◆ PROVIDED PASSAGE ◆

See "James White" from Alum Josh Mond and Borderline Films

This weekend go see a terrific and gripping new film, JAMES WHITE, written and directed by Josh Mond. Josh went through our UGFTV program and has been working for several years with two other alums he met in our program, Antonio Compos and Sean Durkin.  They support each other by producing each's films.  Their company is  Borderline Films.  Antonio wrote and directed SIMON KILLER and Sean wrote and directed MARTHA MARCY MAY MARLENE and both of them produced JAMES WHITE, which premiered to rave reviews (see below) at this year's Sundance Film Festival and won the festival's Best of Next Award.  The film will be playing at the Landmark Sunshine Cinema at 143 E. Houston St.  

Q&A's are scheduled tonight and through the weekend at Sunshine. Here are the showtimes.

FRIDAY, November 13th:
- 7:00pm Screening and Q&A with Josh Mond and Christopher Abbott
- 9:15pm Screening and Q&A with Josh Mond, Christopher Abbott, and Cynthia Nixon

SATURDAY, November 14th:
- 7:00pm Screening and Q&A with Josh Mond and Christopher Abbott
- 9:15pm Screening and Q&A with Josh Mond, Christopher Abbott, and Cynthia Nixon

SUNDAY, November 15th:
- 7:00pm Screening and Q&A with Josh Mond and Christopher Abbott

Here is a link to buy tickets:

TIME - November 12, 2015
Review by Lisa Schwarzbaum


Christopher Abbott finds power in his role as the troubled son of a dying mother. A Manhattan kid born and raised, the title character of James White muddles his way through young adulthood in a fog of drink and smoke, with no job, no direction and no fixed address. James (Christopher Abbott) is dealing badly with the death of his estranged father, and soon enough he is dealing, badly, with the terminal illness of his much loved mother (Cynthia Nixon).

There is no solace to be had in this raw, intimate drama, a feature-film debut for writer-director Josh Mond. No triumph of the human spirit. There is instead something rarer and more valuable: urgently personal filmmaking, and Abbott’s stunning performance. Some may know him as Marnie’s too nice boyfriend Charlie in Girls, but here, with the camera close on his expressive face, Abbott finds power in explosions of self-destruction and glimpses of vulnerable soul within the character. In sync with Abbott, Nixon’s character cycles through love, anger and utter helplessness, weaving the aspects of one frightened woman into an honesty and generosity that unexpectedly lifts this compelling downer.

[Referring expression data]
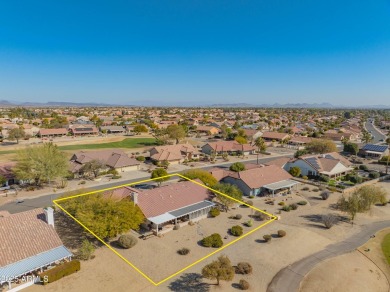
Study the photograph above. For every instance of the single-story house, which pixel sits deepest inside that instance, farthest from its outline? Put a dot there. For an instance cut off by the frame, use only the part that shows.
(113, 129)
(260, 181)
(208, 130)
(52, 132)
(374, 151)
(168, 205)
(229, 147)
(29, 243)
(82, 130)
(275, 136)
(174, 154)
(112, 159)
(329, 164)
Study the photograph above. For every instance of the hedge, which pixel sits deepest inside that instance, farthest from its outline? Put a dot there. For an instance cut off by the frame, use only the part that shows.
(60, 271)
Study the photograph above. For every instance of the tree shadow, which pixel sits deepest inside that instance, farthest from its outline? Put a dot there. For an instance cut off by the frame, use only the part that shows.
(189, 282)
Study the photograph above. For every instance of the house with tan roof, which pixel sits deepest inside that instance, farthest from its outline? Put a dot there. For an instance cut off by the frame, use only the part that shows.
(112, 159)
(29, 243)
(228, 147)
(328, 164)
(174, 154)
(261, 180)
(168, 205)
(60, 132)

◆ YOUR TASKS ◆
**A)** According to the James White page, what award did the film win at this year's Sundance Film Festival?
**B)** Using the James White page, explain why Antonio Compos and Sean Durkin produced Josh Mond's film.
**C)** Extend the James White page from its final sentence.

◆ ANSWERS TO THE TASKS ◆
**A)** It won the festival's Best of Next Award.

**B)** Mond, Compos and Durkin met in the UGFTV program and have worked together for several years through their company, Borderline Films. The three support each other by producing one another's films, so Compos and Durkin produced James White.

**C)**
ROLLING STONE - November 12, 2015
Review by Peter Travers

James White ***1/2 (3 and a half stars)
Directed by Josh Mond

Some movies are so good and true and tough-to-the-core they deserve to just sneak up on you. James White is one of them. I can tell you a few things: That Christopher Abbott is dynamite as the title character, a twentysomething Manhattan slacker with aspirations to be a journalist. Parties, booze, drugs, sex and his volatile temperget in the way. And so, James thinks, does hismother Gail (Cynthia Nixon), also a writer and also dealing with the death of her ex-husband who is James’ father. Gail is fighting a losing battle with cancer. So James interrupts a trip to Mexico and a fling with Jayne (a very fine Mackenzie Leigh), a high schooler of striking maturity,  to get his ass back home and be a caretaker. He doesn’t know how. His friend Nick, sharply played by Scott“Kid Cudi” Mescudi—the rapper and music producer who composed the film’s vital score—calls James on his bullshit.  But the love he feels for his mother is real and bruising. Nixon, in one of the year’s best and most powerful performances, digs so deep into her character that you can feel her nerve endings.  And one scene, in a bathroom,  with James holding her ravaged body and fashioning a story of the life together they’ll never have, is quietly devastating.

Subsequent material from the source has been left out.